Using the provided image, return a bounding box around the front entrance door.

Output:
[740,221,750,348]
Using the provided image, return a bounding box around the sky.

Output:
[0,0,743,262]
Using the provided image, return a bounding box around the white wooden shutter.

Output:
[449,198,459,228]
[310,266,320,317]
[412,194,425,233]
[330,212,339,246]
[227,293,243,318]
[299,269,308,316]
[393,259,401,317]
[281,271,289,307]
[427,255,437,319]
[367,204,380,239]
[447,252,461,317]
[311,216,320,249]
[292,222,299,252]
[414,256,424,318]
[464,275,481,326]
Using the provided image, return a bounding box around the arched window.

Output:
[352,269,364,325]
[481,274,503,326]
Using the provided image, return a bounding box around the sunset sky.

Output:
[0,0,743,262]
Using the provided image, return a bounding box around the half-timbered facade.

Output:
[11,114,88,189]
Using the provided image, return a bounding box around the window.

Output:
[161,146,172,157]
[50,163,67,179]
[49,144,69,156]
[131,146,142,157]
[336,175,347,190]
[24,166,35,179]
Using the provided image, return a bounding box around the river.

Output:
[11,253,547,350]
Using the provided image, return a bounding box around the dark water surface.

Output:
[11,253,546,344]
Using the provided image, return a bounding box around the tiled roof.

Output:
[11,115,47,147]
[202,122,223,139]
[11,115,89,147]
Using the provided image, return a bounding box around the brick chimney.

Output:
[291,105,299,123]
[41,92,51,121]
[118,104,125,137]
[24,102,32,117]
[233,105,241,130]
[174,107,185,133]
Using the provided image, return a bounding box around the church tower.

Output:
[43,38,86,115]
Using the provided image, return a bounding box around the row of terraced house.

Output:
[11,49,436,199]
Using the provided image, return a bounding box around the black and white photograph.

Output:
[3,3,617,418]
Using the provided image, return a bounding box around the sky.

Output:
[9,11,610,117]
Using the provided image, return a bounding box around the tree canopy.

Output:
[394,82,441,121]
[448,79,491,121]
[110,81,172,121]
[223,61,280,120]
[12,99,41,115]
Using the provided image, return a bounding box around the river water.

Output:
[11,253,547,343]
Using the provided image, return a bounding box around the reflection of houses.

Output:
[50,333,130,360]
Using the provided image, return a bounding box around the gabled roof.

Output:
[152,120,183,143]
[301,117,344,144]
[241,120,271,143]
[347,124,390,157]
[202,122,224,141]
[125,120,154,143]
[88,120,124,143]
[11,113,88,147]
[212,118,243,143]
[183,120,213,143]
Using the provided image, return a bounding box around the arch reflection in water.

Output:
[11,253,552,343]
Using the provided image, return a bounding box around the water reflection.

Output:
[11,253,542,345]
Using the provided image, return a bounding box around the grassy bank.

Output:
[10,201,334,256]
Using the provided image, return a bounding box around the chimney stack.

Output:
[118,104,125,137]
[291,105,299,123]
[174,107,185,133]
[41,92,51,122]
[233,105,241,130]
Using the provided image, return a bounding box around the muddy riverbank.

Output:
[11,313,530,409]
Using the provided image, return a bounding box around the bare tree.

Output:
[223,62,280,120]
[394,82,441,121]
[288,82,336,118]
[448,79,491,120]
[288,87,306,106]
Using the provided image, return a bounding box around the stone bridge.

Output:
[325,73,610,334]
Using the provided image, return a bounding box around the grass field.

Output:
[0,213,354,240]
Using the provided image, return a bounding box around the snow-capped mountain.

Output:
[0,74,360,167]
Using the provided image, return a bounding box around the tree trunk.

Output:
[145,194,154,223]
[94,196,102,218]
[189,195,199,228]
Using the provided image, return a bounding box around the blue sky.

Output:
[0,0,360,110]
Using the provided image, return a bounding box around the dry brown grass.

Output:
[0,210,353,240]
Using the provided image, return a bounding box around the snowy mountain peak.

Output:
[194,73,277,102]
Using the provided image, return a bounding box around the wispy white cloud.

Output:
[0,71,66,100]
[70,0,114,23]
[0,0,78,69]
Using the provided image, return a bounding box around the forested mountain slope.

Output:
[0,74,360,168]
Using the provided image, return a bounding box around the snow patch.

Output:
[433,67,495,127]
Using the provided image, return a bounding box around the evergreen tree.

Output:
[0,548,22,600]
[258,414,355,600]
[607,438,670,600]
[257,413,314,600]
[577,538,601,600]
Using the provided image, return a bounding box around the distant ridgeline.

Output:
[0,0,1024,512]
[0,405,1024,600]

====================

■ Task requirements: Update the material from its first line up to and including the line with "[464,275,481,326]" by replacing "white wooden shutter" with "painted wooden shutter", leaving everything else unchanged.

■ Task answer:
Using the provided image, return a bounding box around the front entrance door.

Output:
[740,221,750,348]
Using the provided image, return a bounding box around the sky.

Output:
[0,0,743,262]
Using the provided image, return a bounding box around the painted wooden shutter.

Output:
[449,198,459,228]
[310,266,320,317]
[412,194,425,233]
[330,212,339,246]
[227,293,243,318]
[299,269,308,316]
[393,259,401,317]
[281,271,289,307]
[427,255,437,319]
[367,204,380,239]
[447,252,461,317]
[311,216,320,249]
[292,222,299,252]
[414,256,424,318]
[464,275,481,326]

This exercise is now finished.